**Records supplied:**
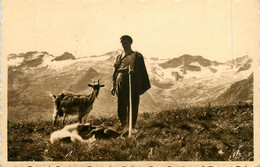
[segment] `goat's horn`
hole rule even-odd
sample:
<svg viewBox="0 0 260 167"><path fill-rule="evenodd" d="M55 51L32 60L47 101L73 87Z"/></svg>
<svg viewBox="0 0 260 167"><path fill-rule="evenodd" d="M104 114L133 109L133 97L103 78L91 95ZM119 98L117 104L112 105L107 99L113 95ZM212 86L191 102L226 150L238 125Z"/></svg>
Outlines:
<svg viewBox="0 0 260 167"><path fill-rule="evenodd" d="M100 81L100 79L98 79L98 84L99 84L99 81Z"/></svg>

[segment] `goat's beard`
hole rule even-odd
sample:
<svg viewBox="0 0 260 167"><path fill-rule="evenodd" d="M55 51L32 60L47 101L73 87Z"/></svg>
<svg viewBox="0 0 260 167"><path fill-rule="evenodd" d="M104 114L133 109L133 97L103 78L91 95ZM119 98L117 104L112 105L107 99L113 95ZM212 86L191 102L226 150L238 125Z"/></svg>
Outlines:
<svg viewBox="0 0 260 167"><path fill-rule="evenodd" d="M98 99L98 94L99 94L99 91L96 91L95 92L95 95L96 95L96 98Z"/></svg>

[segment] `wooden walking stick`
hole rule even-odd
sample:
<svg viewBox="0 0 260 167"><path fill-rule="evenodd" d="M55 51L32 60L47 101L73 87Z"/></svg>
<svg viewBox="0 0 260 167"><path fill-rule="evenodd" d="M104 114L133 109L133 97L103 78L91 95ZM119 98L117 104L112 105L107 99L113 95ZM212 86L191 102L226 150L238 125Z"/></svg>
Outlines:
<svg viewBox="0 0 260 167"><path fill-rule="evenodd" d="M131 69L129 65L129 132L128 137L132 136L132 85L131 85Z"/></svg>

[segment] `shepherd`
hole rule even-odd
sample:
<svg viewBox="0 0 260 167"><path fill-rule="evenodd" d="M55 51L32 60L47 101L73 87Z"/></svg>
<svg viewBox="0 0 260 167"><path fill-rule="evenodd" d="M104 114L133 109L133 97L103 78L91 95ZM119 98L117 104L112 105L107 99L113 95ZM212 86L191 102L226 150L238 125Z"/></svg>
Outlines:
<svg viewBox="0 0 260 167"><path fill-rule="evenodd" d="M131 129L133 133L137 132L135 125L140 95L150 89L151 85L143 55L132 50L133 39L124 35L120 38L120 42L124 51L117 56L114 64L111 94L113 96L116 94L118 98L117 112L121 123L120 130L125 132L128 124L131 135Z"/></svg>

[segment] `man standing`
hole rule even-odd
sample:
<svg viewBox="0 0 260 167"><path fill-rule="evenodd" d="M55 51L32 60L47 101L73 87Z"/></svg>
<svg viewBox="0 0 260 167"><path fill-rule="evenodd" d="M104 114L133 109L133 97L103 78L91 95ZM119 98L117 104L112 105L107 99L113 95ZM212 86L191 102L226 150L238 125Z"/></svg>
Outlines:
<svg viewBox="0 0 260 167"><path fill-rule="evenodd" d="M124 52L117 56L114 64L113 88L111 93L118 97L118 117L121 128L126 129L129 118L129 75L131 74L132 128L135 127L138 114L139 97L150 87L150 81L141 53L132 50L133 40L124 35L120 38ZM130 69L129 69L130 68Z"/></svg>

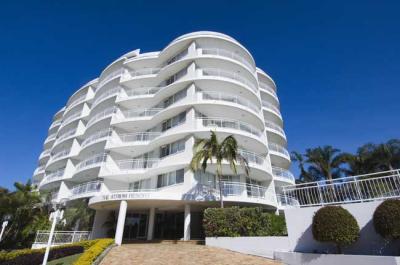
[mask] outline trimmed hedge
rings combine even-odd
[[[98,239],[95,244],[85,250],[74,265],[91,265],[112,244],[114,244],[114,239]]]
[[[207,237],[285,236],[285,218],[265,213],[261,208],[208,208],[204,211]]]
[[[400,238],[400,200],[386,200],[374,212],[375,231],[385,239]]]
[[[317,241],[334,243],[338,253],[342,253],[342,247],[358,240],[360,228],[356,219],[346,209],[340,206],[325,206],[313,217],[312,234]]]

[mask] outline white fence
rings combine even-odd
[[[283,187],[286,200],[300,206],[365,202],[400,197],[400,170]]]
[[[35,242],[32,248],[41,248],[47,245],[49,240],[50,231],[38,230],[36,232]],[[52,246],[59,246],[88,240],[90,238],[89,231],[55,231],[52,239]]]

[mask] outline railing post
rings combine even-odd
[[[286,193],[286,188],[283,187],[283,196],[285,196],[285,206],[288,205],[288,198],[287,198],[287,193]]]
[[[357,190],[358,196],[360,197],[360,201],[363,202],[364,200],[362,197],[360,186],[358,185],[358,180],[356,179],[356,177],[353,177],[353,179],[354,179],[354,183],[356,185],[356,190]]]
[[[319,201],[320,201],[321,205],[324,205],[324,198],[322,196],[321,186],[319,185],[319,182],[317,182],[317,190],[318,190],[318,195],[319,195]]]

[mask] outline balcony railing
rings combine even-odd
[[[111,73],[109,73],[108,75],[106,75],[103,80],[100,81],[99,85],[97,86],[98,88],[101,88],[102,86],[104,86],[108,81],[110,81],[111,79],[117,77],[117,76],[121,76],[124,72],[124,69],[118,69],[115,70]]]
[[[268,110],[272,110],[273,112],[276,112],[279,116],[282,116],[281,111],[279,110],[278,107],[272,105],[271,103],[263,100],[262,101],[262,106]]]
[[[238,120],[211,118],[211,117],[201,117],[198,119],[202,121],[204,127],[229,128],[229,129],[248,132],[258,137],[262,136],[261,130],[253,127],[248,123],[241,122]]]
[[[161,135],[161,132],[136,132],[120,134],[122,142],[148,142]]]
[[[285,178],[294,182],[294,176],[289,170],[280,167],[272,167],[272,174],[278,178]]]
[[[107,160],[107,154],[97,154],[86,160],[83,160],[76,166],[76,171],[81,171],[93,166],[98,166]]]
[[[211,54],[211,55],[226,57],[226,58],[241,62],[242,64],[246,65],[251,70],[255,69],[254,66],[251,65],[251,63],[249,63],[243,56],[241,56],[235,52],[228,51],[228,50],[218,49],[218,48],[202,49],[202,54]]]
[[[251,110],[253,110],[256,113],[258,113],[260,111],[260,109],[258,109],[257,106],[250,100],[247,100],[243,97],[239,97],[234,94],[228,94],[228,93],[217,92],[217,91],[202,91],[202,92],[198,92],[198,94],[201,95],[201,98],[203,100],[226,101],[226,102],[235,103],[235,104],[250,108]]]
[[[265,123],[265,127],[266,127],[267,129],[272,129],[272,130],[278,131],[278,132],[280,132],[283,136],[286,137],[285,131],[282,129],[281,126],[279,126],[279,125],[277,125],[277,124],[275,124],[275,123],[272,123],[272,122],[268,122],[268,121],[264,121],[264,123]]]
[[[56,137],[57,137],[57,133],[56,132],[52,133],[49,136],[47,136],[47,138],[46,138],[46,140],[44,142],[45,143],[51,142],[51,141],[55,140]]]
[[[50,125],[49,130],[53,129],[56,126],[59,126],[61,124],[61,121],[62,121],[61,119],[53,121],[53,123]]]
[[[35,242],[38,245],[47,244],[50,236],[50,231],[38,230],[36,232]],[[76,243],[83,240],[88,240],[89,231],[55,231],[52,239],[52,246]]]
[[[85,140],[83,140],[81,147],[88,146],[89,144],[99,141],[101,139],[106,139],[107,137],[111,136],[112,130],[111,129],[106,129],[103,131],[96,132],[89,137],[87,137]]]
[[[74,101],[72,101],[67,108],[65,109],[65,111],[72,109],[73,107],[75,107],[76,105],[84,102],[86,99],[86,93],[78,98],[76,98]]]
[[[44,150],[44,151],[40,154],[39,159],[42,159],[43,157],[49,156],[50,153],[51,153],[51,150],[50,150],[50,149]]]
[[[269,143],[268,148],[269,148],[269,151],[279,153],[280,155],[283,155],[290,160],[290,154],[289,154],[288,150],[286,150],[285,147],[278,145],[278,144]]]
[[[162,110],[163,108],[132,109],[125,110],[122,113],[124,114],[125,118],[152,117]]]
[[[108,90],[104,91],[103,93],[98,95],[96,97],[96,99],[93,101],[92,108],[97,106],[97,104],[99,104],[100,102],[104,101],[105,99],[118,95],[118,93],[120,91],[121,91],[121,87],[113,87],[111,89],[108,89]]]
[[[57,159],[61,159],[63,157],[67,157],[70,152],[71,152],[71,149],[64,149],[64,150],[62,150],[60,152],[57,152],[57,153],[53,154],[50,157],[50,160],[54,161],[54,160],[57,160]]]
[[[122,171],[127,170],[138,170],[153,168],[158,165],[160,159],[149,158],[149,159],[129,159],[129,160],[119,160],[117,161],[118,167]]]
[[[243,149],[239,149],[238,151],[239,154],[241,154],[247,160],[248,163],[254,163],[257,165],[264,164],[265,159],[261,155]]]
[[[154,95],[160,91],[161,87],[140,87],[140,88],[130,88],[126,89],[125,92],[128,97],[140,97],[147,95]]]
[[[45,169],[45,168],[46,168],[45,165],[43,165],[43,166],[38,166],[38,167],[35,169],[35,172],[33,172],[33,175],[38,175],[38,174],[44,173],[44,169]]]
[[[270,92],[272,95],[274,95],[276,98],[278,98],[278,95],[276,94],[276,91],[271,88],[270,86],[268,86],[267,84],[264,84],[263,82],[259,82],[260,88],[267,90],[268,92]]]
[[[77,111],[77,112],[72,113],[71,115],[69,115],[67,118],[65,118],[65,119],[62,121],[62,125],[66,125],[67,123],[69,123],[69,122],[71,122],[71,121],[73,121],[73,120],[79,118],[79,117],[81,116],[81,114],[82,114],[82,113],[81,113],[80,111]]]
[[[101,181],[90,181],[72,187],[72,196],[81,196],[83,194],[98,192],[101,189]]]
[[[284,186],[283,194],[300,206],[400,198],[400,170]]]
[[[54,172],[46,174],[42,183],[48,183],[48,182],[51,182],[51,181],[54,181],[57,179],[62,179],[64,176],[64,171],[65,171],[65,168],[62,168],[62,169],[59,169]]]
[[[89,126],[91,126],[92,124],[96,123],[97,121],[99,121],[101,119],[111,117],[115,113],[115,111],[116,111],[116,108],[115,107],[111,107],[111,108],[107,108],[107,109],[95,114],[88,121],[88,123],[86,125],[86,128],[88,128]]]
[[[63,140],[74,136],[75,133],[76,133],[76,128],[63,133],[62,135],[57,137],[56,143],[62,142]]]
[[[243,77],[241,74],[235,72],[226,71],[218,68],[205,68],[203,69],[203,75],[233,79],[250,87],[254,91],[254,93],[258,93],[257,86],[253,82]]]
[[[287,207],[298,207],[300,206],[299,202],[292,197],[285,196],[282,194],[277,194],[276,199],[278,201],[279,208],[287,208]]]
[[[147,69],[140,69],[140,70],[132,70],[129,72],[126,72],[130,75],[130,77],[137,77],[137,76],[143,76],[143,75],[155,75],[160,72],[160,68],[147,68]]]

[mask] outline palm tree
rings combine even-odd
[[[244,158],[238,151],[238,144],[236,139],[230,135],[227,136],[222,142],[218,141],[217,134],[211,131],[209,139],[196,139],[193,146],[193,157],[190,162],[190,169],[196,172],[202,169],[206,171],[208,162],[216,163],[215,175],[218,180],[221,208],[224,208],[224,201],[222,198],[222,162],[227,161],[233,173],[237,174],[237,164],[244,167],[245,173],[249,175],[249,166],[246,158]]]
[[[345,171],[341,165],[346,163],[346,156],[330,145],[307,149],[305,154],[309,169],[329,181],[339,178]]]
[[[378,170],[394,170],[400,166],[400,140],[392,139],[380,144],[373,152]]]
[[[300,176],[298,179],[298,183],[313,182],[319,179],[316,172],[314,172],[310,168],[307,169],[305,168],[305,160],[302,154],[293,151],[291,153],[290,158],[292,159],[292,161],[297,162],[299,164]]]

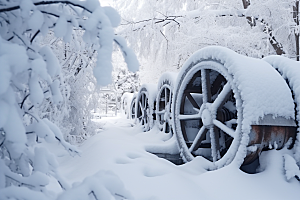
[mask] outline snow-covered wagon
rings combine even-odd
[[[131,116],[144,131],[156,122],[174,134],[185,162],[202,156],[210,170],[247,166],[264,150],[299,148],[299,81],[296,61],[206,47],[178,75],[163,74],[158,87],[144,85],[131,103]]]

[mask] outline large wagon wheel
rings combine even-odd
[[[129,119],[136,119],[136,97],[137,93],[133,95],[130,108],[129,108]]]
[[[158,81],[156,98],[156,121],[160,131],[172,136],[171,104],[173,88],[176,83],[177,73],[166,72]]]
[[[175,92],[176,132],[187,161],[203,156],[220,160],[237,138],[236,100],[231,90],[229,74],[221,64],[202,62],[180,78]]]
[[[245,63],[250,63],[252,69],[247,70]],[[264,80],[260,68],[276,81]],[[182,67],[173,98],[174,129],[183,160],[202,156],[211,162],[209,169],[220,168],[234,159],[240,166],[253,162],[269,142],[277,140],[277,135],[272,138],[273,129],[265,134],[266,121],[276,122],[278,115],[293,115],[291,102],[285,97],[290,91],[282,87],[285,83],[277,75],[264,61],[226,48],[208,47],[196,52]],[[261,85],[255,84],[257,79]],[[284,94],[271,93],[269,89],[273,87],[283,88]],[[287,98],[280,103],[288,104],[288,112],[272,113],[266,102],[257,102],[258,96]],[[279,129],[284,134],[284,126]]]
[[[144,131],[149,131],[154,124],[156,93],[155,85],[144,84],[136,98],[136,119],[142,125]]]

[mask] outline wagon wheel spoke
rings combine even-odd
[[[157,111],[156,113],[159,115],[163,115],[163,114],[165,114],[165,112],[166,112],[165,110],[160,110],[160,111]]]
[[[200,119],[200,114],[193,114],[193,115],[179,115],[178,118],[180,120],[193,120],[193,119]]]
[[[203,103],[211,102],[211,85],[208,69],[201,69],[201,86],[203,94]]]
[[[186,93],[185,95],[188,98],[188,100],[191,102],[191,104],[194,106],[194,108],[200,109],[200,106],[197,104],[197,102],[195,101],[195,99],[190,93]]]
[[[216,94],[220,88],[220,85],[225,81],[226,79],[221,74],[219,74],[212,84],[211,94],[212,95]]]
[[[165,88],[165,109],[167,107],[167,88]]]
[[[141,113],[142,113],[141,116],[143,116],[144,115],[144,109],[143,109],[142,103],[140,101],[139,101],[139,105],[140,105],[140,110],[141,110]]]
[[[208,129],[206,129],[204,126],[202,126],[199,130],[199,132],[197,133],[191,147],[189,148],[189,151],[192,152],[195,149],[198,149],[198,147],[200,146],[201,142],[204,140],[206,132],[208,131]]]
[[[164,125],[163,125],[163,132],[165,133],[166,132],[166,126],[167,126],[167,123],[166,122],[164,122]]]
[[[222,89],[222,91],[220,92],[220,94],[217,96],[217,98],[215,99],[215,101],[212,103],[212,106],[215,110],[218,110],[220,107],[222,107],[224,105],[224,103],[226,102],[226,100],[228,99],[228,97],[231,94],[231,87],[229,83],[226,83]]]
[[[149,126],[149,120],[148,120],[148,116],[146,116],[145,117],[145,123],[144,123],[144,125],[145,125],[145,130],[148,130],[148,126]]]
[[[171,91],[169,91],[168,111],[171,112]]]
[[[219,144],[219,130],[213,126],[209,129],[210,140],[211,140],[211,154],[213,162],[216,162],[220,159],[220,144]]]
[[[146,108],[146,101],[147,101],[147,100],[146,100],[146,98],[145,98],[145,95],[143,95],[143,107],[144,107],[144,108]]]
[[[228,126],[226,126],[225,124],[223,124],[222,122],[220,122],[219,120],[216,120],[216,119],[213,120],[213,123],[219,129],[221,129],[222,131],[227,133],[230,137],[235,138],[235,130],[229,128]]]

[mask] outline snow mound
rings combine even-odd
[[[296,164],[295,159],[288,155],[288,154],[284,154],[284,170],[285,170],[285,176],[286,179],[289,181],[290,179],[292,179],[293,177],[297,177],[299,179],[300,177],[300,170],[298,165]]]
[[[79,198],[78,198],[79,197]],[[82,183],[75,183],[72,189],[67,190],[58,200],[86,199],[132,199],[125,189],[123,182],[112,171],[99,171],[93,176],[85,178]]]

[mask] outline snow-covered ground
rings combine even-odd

**What the task requires:** Output exactly the lines of the material above from the one containing "[mask] outline snow-covered wagon" up to and including the one containing "[mask] outline large wagon wheel".

**Solution:**
[mask] outline snow-covered wagon
rings combine even-odd
[[[131,116],[144,131],[156,122],[174,134],[185,162],[202,156],[210,170],[247,166],[264,150],[299,148],[299,81],[296,61],[206,47],[178,75],[163,74],[158,87],[144,85],[131,103]]]

[mask] outline large wagon wheel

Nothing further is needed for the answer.